[Aim] Lay out the lines of the listing below as a JSON list of strings, one string per line and no blank lines. Cover only the lines from the one containing "Pick out every instance of the handrail" through the end of the listing.

(Records of labeled points)
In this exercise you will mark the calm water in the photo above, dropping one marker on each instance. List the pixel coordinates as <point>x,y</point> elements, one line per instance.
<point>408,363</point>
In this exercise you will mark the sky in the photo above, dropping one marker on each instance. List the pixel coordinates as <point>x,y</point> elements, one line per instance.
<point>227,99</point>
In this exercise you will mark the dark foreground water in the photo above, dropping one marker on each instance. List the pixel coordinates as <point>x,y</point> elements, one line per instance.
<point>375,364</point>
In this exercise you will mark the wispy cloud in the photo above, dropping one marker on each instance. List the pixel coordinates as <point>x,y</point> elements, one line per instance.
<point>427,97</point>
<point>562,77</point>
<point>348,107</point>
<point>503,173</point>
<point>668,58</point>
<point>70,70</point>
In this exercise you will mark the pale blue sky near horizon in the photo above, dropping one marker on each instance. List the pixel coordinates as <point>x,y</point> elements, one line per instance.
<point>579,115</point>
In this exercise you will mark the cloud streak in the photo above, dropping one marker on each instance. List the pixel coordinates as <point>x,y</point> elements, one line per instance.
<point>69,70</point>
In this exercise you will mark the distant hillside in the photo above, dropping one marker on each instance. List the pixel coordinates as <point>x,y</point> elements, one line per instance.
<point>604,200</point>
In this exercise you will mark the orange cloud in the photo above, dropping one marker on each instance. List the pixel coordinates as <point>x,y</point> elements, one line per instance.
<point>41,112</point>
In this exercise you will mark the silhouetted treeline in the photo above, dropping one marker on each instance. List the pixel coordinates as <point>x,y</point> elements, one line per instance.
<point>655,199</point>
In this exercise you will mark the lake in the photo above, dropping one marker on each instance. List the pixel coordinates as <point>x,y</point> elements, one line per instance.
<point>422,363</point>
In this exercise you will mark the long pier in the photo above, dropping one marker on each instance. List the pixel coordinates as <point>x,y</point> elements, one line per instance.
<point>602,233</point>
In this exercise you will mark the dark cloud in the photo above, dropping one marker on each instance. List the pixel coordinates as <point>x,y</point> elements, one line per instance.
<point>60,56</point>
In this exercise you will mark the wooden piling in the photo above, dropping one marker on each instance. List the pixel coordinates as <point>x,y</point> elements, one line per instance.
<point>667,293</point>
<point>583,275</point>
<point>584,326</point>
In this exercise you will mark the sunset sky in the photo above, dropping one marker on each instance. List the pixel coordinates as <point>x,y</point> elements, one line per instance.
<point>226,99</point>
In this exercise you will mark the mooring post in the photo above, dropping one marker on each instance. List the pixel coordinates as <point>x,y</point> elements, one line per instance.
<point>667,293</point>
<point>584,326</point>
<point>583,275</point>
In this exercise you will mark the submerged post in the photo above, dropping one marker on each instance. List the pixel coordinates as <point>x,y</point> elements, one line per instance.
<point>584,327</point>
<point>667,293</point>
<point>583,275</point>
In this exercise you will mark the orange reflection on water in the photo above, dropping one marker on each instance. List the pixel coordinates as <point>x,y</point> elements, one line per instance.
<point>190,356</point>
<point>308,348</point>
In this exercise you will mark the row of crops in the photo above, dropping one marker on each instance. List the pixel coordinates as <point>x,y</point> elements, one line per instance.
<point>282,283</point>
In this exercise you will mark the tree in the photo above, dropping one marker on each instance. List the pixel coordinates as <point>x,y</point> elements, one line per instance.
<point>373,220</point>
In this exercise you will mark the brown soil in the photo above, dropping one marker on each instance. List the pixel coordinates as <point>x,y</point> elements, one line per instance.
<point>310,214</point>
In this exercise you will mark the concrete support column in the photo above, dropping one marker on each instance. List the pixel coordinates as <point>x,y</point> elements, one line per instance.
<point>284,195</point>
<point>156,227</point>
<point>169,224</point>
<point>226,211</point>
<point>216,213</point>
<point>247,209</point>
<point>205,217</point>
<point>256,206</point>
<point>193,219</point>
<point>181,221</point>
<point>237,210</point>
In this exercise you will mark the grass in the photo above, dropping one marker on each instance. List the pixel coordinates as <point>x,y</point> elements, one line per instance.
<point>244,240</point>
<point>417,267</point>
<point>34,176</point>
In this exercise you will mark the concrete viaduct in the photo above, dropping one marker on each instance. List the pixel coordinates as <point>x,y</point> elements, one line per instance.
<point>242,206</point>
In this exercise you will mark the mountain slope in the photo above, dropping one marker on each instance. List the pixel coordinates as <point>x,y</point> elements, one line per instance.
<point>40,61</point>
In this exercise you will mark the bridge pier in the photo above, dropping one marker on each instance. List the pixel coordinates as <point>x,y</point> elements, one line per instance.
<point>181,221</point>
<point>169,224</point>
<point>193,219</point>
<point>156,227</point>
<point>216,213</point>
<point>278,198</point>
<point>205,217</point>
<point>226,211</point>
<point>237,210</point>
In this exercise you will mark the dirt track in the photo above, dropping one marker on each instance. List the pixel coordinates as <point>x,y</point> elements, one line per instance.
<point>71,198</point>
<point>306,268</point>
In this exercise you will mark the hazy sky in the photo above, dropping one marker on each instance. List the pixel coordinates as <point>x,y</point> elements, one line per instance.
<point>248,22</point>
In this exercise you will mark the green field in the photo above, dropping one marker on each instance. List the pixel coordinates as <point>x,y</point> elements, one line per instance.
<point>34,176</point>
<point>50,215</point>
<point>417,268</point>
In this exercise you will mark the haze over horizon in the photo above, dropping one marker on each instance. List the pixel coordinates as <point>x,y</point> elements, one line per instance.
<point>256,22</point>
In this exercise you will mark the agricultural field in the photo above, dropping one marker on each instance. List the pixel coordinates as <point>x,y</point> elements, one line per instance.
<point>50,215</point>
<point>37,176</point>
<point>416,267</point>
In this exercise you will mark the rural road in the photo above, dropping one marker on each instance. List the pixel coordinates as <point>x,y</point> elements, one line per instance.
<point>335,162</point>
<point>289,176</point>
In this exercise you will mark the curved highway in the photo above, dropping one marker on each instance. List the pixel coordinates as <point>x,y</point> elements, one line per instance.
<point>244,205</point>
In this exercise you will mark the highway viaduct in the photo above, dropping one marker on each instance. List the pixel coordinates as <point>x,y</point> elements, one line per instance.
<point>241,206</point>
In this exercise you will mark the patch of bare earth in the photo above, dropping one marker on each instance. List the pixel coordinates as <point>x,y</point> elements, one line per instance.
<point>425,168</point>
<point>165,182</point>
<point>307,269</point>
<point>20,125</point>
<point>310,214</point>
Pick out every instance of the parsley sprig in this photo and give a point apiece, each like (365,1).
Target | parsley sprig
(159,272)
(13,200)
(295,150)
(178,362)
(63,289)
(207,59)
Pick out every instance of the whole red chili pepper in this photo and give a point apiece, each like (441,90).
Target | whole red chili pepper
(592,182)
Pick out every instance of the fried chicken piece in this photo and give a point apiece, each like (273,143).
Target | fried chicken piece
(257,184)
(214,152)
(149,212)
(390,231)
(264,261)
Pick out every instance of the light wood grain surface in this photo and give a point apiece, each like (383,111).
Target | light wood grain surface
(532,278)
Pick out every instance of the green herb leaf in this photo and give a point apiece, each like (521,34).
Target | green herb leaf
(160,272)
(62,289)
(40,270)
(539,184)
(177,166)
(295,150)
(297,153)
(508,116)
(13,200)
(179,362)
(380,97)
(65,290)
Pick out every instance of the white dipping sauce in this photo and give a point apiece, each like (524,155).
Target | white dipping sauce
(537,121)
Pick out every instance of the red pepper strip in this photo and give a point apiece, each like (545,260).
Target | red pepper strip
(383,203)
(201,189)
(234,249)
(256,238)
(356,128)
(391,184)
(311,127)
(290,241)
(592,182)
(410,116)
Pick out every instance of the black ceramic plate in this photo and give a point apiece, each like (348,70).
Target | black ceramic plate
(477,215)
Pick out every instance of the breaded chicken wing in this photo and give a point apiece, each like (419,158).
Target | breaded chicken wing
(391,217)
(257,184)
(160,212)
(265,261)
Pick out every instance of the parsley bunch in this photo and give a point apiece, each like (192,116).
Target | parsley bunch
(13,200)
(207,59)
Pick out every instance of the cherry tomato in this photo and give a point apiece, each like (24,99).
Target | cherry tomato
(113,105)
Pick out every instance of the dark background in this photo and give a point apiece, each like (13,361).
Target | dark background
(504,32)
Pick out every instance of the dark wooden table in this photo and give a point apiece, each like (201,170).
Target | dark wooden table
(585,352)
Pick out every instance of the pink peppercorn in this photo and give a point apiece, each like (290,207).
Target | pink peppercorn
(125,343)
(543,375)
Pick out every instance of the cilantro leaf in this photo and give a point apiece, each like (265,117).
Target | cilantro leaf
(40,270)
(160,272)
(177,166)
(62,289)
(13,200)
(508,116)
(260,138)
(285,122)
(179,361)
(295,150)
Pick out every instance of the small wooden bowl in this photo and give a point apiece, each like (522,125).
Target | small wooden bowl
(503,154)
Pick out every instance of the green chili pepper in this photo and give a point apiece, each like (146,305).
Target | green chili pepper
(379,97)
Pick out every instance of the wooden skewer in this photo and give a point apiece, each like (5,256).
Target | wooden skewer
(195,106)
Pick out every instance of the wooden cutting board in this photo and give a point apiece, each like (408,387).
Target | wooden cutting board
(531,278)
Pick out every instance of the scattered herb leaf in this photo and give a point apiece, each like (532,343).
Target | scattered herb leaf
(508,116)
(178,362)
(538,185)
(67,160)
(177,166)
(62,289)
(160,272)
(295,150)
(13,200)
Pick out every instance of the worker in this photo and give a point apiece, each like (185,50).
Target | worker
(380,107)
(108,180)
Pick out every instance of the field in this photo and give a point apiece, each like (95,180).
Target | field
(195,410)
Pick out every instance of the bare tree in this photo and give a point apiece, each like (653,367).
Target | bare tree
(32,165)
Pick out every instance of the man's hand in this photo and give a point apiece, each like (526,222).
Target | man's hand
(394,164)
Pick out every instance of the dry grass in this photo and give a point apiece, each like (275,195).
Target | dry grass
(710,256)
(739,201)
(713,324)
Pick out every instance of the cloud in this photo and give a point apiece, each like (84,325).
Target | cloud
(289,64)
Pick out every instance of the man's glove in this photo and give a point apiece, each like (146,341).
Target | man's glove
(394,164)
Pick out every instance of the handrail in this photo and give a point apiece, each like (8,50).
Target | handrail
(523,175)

[Solution for this task]
[
  "Pick out every instance of the handrail in this photo and give a point apiece, each like (8,50).",
  "Target | handrail",
  "(523,175)"
]